■ What you will do ■
Return copies of the lines below that mention "island".

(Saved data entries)
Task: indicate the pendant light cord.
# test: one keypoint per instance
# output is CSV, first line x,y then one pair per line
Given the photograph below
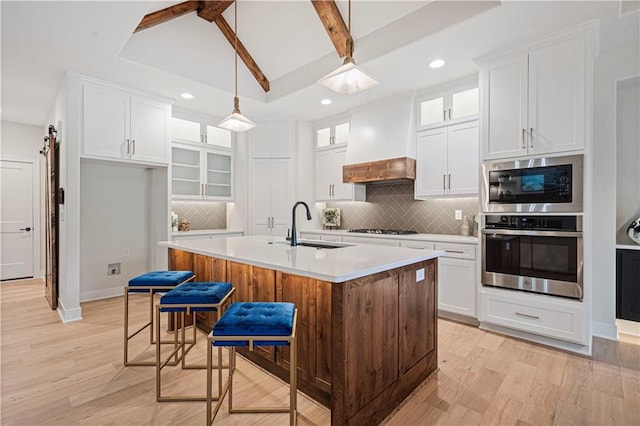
x,y
235,30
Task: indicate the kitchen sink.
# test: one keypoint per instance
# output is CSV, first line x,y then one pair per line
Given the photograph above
x,y
314,244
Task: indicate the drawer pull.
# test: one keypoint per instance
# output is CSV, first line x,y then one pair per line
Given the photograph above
x,y
527,316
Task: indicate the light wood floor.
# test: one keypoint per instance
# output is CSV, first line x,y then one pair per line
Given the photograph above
x,y
63,374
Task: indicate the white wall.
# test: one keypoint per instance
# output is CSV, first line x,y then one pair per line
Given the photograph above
x,y
21,142
305,177
619,58
114,217
628,156
383,131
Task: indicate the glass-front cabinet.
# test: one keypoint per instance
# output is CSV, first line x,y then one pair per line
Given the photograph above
x,y
201,173
335,132
192,128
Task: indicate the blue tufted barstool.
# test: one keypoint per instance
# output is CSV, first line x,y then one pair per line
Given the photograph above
x,y
187,299
253,324
149,284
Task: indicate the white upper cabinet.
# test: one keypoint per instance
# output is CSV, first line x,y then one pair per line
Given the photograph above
x,y
273,139
534,102
194,128
334,132
122,125
447,104
447,161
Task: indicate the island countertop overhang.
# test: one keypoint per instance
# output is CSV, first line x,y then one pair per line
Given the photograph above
x,y
332,265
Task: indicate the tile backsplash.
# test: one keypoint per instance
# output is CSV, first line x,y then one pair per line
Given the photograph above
x,y
394,207
201,215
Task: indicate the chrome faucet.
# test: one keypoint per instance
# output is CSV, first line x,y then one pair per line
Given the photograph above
x,y
294,239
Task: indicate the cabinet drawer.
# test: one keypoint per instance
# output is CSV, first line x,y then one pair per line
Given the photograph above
x,y
306,236
418,245
461,251
534,314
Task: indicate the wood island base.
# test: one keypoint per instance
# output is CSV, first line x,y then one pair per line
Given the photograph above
x,y
363,345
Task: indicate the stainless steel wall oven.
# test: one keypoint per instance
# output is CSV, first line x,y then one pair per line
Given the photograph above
x,y
548,185
540,254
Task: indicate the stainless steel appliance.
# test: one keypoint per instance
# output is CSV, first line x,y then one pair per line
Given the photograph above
x,y
551,184
382,231
540,254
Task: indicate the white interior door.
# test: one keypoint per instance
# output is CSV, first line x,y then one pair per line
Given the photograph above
x,y
16,220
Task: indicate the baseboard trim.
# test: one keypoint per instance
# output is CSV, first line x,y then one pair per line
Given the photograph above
x,y
604,330
69,315
105,293
560,344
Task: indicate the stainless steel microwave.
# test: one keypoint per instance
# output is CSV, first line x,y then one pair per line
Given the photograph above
x,y
552,184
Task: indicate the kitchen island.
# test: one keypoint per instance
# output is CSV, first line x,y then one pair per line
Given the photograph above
x,y
366,331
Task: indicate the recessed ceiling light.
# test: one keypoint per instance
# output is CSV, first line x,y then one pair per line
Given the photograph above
x,y
437,63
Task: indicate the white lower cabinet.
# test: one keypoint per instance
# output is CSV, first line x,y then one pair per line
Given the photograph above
x,y
537,314
457,286
456,276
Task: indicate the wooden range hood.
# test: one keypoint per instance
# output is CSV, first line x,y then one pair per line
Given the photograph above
x,y
401,169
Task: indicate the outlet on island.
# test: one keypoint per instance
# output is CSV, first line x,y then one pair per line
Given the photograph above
x,y
113,269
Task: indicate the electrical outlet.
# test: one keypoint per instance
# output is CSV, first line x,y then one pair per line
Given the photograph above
x,y
113,269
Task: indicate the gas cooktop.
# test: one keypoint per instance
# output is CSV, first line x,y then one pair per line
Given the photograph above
x,y
382,231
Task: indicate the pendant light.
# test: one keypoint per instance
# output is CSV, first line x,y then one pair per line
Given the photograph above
x,y
348,78
236,122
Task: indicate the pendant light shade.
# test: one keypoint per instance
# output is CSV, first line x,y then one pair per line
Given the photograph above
x,y
348,78
236,122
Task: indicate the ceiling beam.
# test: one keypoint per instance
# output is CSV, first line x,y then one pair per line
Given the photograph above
x,y
230,35
210,10
166,14
334,24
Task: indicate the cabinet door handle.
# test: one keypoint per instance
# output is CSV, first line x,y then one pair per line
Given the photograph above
x,y
454,251
527,315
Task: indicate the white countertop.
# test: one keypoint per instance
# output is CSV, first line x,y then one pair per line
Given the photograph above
x,y
443,238
206,232
628,246
333,265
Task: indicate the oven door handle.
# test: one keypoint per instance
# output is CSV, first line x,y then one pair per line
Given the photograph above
x,y
500,237
491,232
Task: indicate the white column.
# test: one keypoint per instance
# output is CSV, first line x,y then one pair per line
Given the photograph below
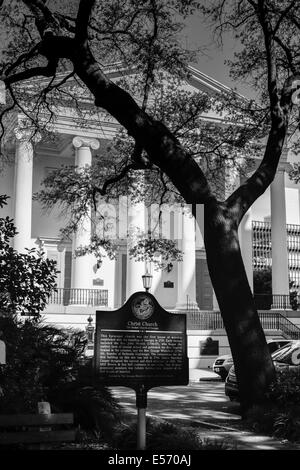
x,y
245,236
82,268
23,189
187,267
135,269
280,271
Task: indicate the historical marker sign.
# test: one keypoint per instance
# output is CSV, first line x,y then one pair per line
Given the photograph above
x,y
141,344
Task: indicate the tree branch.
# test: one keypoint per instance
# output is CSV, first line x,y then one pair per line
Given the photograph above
x,y
255,186
82,21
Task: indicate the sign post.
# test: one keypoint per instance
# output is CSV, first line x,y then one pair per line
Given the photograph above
x,y
2,352
141,346
141,404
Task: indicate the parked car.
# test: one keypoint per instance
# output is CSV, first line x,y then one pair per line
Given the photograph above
x,y
288,356
223,363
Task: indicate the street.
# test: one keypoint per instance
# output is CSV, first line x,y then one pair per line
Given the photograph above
x,y
203,401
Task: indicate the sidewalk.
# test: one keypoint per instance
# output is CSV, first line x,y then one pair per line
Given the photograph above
x,y
206,375
203,405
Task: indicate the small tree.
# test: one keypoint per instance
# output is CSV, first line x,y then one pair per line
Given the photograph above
x,y
26,279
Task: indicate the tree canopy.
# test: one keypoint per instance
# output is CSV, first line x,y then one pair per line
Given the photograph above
x,y
59,44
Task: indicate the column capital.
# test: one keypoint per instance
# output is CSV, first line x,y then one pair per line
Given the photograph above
x,y
80,141
284,166
27,134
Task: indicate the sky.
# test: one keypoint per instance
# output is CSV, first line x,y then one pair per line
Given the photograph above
x,y
211,61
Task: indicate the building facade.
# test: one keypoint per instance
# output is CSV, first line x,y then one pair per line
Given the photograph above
x,y
269,232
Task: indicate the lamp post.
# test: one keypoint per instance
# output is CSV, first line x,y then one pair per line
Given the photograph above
x,y
147,281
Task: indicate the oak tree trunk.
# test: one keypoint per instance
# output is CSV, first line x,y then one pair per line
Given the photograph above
x,y
253,363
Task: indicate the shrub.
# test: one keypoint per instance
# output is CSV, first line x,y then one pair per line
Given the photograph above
x,y
44,363
162,435
285,389
281,415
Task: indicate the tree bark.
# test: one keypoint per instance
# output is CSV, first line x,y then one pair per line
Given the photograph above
x,y
252,360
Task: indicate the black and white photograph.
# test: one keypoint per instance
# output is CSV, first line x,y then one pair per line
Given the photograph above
x,y
149,230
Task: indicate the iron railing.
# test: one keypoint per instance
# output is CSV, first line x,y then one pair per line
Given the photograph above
x,y
202,320
276,301
89,297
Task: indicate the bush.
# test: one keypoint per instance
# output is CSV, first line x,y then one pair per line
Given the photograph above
x,y
162,435
280,417
285,390
44,363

■ Exercise output ■
Task: indicate the island countertop overhang.
Task: indicate the wood island base.
Task: indicate the kitchen island.
Task: indicate the outlet on island.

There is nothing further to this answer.